Passage shown =
--- START ---

This skill executes the Speak production deployment checklist and rollback procedures for language-learning integrations. It guides deploys, health checks, monitoring setup, and emergency rollback so launches are safe and auditable. Use it to streamline go-live and post-launch validation for Speak-powered features.

How this skill works

The skill runs a structured pre-deployment sequence: verify staging, confirm production secrets, validate audio and API connectivity, and perform a gradual rollout with canary checks. It automates health checks, verifies speech recognition and tutor availability, monitors key metrics, and provides a scripted rollback/fallback flow when failures occur. It also outputs required documentation and alert rules for on-call teams.

--- END ---

Information provided =
--- START ---

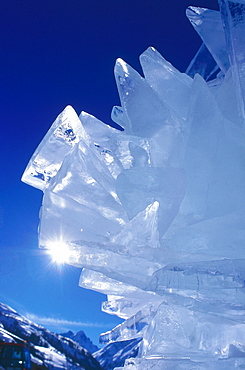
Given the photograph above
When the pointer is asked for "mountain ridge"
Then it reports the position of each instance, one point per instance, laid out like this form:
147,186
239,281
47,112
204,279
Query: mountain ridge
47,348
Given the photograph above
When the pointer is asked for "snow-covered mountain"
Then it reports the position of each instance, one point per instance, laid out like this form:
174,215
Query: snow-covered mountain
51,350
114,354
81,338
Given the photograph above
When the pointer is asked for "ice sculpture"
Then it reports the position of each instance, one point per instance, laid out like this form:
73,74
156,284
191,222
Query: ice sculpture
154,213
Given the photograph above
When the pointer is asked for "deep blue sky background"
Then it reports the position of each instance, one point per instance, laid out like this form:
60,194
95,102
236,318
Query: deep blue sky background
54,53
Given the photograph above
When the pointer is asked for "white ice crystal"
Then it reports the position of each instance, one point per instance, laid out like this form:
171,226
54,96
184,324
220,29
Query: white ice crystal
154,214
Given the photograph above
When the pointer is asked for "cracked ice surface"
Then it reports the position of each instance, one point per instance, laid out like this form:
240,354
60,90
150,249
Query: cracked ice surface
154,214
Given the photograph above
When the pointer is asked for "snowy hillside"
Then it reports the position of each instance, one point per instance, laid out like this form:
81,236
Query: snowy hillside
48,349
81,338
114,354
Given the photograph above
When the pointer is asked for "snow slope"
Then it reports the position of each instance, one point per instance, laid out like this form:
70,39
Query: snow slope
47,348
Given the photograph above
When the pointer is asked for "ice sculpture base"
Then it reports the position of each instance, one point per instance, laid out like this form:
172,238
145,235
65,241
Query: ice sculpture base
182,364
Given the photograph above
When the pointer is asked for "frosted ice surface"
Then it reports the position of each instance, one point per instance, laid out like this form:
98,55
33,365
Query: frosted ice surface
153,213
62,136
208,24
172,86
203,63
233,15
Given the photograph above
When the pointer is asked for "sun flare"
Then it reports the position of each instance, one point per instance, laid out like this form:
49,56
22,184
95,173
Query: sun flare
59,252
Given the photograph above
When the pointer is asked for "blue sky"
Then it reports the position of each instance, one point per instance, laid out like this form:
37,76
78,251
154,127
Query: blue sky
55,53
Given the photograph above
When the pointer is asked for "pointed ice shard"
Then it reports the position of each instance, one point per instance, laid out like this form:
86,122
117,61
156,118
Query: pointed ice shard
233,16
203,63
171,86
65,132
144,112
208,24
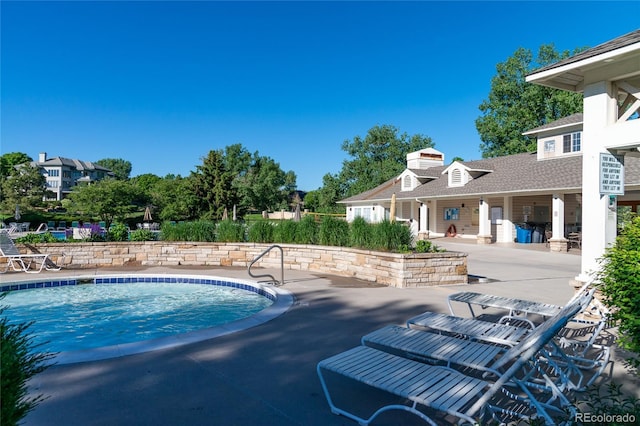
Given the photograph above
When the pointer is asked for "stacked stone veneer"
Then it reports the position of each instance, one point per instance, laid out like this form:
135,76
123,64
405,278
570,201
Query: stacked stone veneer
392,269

--- END ---
--- START ---

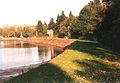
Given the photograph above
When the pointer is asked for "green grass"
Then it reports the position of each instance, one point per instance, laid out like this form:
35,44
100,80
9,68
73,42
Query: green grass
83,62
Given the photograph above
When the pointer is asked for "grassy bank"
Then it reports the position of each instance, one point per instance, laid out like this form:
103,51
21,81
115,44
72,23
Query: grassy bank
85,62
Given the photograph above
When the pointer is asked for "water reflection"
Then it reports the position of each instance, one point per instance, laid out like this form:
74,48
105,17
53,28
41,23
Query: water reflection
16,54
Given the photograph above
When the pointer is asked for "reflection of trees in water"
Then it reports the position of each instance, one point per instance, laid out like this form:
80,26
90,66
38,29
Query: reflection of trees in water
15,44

--- END ---

Required action 1 = List the steps of the structured pre-deployment sequence that the skill description says the skill runs.
Required action 2 = Reproduce verbatim the part of the skill description between "The skill runs" and "for on-call teams.", inclusive.

Answer box 1 =
- Verify staging
- Confirm production secrets
- Validate audio and API connectivity
- Perform a gradual rollout with canary checks

Answer box 2 =
The skill runs a structured pre-deployment sequence: verify staging, confirm production secrets, validate audio and API connectivity, and perform a gradual rollout with canary checks. It automates health checks, verifies speech recognition and tutor availability, monitors key metrics, and provides a scripted rollback/fallback flow when failures occur. It also outputs required documentation and alert rules for on-call teams.